From the entries below, determine the number of lines that contain "green". Give that number by itself.
[Records supplied]
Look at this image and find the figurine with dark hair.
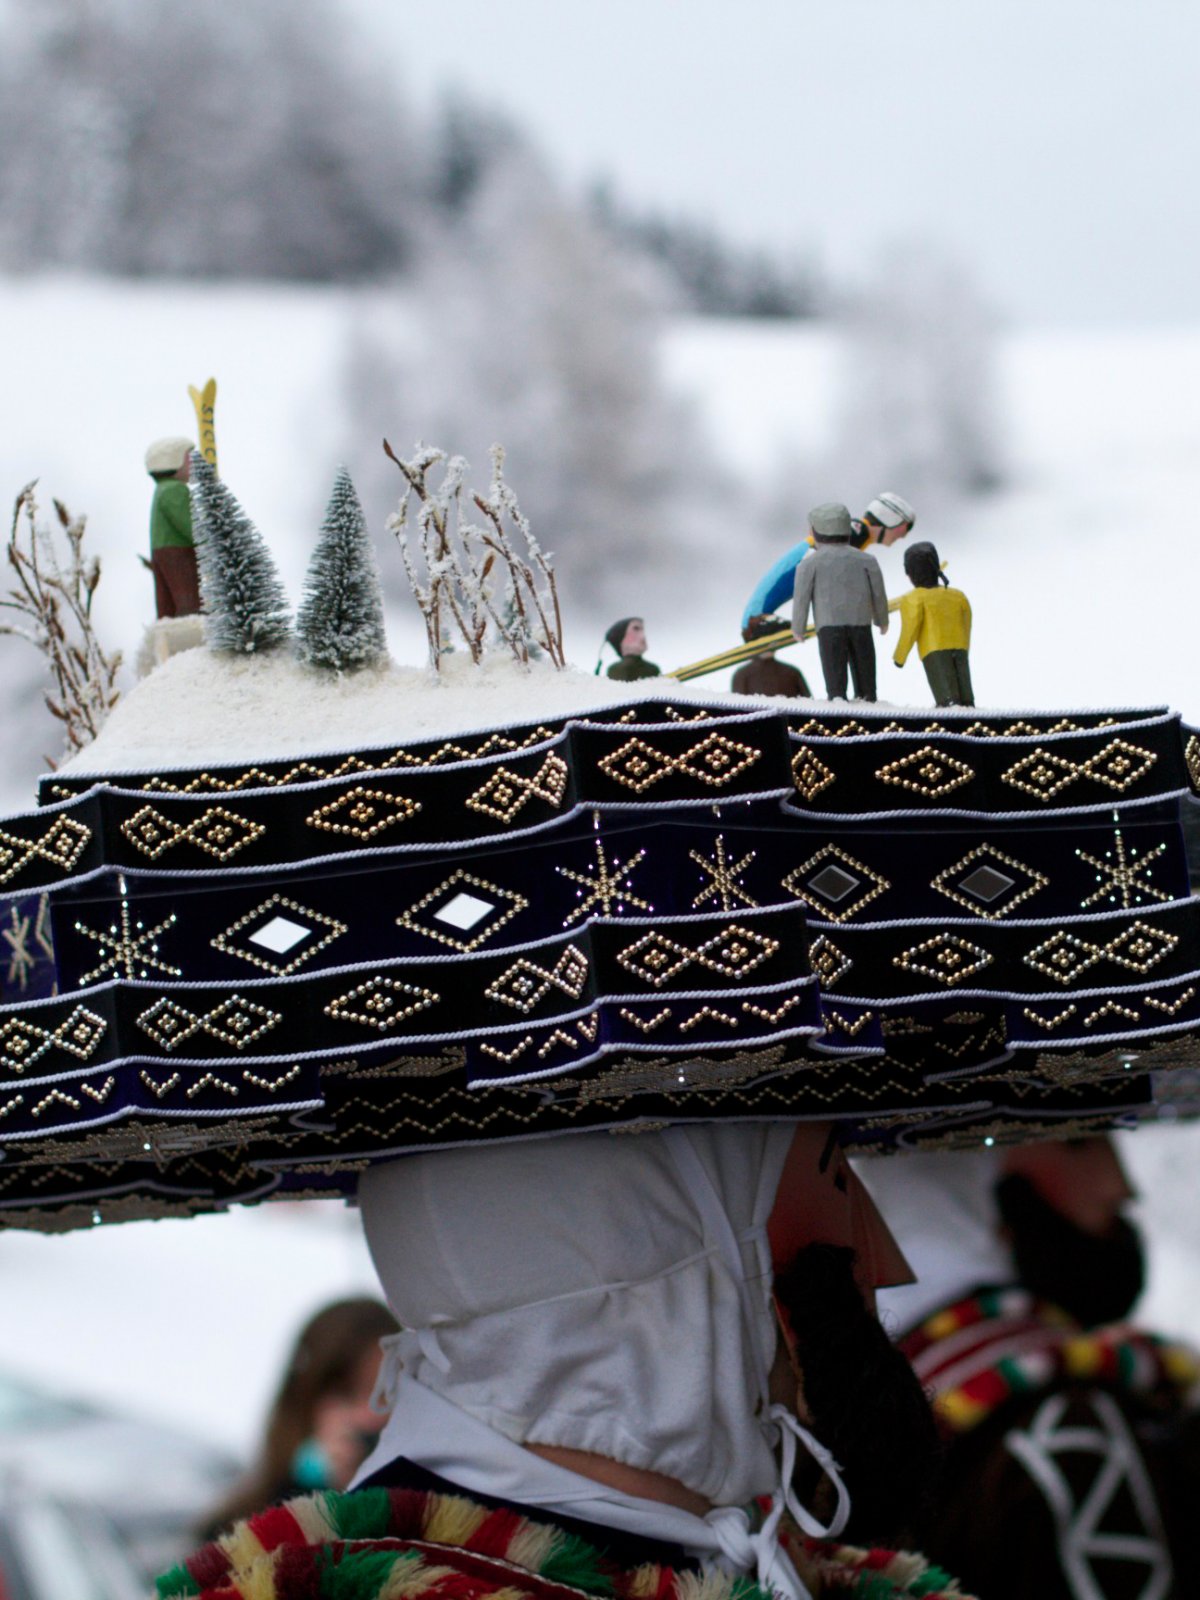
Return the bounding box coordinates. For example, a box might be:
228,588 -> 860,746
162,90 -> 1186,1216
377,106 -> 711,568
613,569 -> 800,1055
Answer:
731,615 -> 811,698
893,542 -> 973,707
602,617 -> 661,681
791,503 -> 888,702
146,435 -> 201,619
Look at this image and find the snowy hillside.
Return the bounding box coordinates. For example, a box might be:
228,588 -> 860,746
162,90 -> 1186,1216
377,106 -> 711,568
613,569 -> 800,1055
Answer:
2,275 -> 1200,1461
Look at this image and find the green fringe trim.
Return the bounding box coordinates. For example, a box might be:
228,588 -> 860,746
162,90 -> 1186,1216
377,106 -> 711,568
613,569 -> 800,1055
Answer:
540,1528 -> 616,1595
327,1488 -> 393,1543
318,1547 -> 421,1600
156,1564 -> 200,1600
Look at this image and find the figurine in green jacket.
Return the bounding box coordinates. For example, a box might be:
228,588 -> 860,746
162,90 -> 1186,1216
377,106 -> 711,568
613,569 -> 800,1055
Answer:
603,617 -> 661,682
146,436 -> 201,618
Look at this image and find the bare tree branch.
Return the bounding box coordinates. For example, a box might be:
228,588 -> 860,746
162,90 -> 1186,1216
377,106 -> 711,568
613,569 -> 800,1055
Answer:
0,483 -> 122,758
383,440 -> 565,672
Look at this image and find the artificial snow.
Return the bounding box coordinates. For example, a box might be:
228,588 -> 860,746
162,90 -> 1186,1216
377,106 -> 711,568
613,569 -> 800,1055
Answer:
[/Records supplied]
Result: 2